__DESCRIÇÃO DO EXERCÍCIO__
Prossiga, por favor, com a notícia sobre a morte de Ziraldo a partir do ponto em que ela termina.

__TRECHO FORNECIDO__

Brasil perde Ziraldo Alves Pinto

Criador de Flicts e do Menino Maluquinho morreu aos 91 anos, dormindo, no Rio de Janeiro.


ziraldo alves pinto
Ziraldo, na Bienal do Livro, em 2012. Foto: Getty Images



O Menino Maluquinho, Flicts, Chapeuzinho Amarelo e tantos outros personagens que povoaram a infância das crianças brasileiras se despediram hoje de seu criador. O escritor e desenhista Ziraldo Alves Pinto morreu na tarde deste sábado (6.04), aos 91 anos, em seu apartamento, no Rio de Janeiro. 

Nascido em Caratinga, Minas Gerais, em 24 de outubro de 1932, Ziraldo se formou em Direito, mas logo viu que seu verdadeiro dom estava no desenho. Ao longo de sua carreira, publicou histórias em quadrinhos e charges em publicações como A Cigarra, O Cruzeiro e Jornal do Brasil.

Fundou também seu próprio veículo: juntamente com colegas como Jaguar, Tarso de Castro e Carlos Magaldi, Ziraldo criou O Pasquim, publicação histórica que desafiava o regime militar com irreverência e entrevistas marcantes.

Mas foi com a literatura infantil que o mineiro virou uma das personalidades mais importantes da cultura brasileira contemporânea. Seu traço inconfundível e os textos curtos, de uma sensibilidade impressionante, embalaram a infância de milhões de pessoas, que mais tarde releram esses mesmos livros para os filhos.

__REGISTROS__
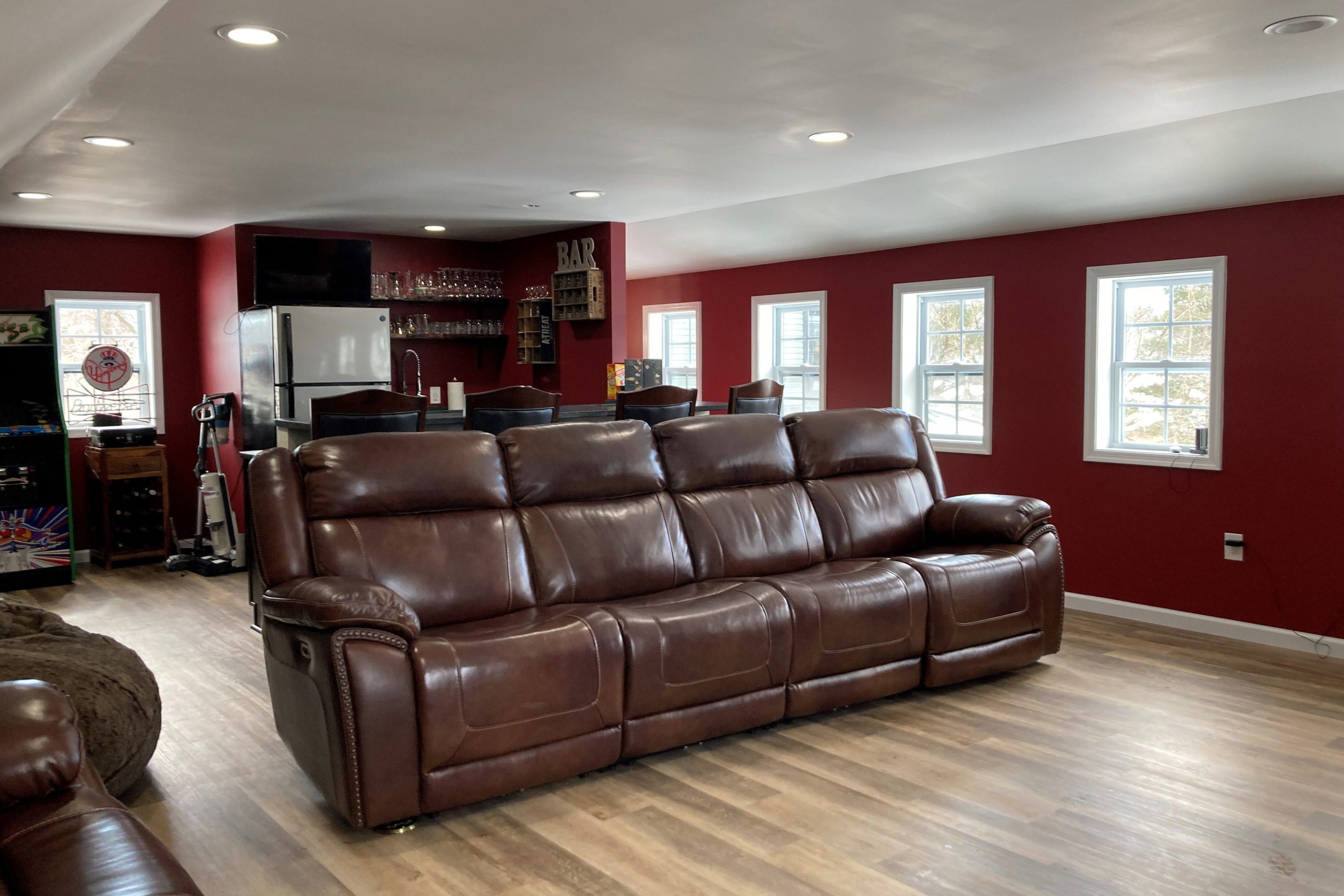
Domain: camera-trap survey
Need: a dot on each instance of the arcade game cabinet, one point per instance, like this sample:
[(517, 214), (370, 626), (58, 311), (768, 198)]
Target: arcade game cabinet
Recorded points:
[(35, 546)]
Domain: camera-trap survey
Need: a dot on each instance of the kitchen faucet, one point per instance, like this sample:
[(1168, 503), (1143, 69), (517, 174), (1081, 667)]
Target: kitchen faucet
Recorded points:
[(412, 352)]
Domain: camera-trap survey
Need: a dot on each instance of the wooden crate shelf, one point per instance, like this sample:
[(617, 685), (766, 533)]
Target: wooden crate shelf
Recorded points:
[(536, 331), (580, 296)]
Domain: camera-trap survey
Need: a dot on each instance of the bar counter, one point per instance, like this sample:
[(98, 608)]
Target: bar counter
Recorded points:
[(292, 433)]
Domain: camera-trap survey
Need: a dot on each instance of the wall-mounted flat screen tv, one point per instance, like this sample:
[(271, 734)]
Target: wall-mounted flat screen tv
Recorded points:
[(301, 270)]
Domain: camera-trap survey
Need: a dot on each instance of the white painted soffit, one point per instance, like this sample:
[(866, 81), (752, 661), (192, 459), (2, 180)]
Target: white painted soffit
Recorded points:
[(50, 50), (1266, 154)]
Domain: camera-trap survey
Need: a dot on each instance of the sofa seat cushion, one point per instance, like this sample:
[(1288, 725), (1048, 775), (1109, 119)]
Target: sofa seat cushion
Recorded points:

* * *

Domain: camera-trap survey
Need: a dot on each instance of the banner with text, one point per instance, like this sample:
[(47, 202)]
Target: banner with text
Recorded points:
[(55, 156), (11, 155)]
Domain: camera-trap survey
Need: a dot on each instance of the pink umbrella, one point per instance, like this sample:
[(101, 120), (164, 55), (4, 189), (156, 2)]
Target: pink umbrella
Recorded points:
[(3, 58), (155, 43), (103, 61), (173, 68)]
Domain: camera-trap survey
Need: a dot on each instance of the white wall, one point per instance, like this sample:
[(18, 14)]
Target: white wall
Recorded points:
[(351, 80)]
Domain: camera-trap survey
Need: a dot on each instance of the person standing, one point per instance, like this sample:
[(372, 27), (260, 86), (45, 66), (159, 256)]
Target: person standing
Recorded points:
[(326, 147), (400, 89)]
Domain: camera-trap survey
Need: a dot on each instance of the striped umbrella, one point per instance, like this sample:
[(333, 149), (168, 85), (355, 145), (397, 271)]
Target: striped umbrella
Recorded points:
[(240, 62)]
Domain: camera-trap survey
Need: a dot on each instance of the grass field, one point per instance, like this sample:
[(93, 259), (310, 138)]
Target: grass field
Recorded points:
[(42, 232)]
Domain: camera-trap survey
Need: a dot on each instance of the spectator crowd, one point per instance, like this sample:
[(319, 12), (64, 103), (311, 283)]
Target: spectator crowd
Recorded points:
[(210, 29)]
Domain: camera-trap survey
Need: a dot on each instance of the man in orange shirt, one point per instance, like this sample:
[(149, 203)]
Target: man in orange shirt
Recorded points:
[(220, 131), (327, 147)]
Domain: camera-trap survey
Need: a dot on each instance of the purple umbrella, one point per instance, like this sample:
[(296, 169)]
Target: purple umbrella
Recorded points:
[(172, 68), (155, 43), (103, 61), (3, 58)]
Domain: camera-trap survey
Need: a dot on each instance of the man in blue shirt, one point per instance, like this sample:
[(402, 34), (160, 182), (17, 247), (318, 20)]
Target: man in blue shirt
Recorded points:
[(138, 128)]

__RESPOSTA DO EXERCÍCIO__
O Menino Maluquinho, de 1980, é seu lançamento de maior sucesso, mas a obra de Ziraldo é recheada de pequenas obras-primas. Flicts, de 1969, sobre uma cor “muito rara e muito triste”, é nada menos do que genial.

Ziraldo é irmão do pintor e também ilustrador Zélio Alves Pinto e teve três filhos com Vilma Gontijo: as cineastas Daniela Thomas e Fabrizia Pinto e o compositor Antonio Pinto. Em homenagem a Vilma, falecida em 2000, Ziraldo escreveu uma de suas obras mais comoventes, Menina Nina, de onde reproduzimos o trecho final, para acalentar os fãs que Ziraldo deixa.

Se muito além desse sono que vovó está dormindo não existe nada mais – como muita gente crê – não existe despertar, nem porto, destino ou luz; se tudo acabou de vez  – acabou, completamente – pode ter certeza, Nina, a vovó está em paz; não sabe nem saberá que está dormindo pra sempre.

Aí, você pode, Nina, ir dormir o seu soninho e sonhar um sonho bom, pois vovó não está sofrendo. Como não vai acordar – seja aqui do nosso lado, seja em outro lugar – ela está sonhando, Nina (como sonha, toda noite, quem dorme um sono profundo). E então, vovó vai ver sua netinha crescer nos sonhos de vocês duas. 

Pode parar de chorar.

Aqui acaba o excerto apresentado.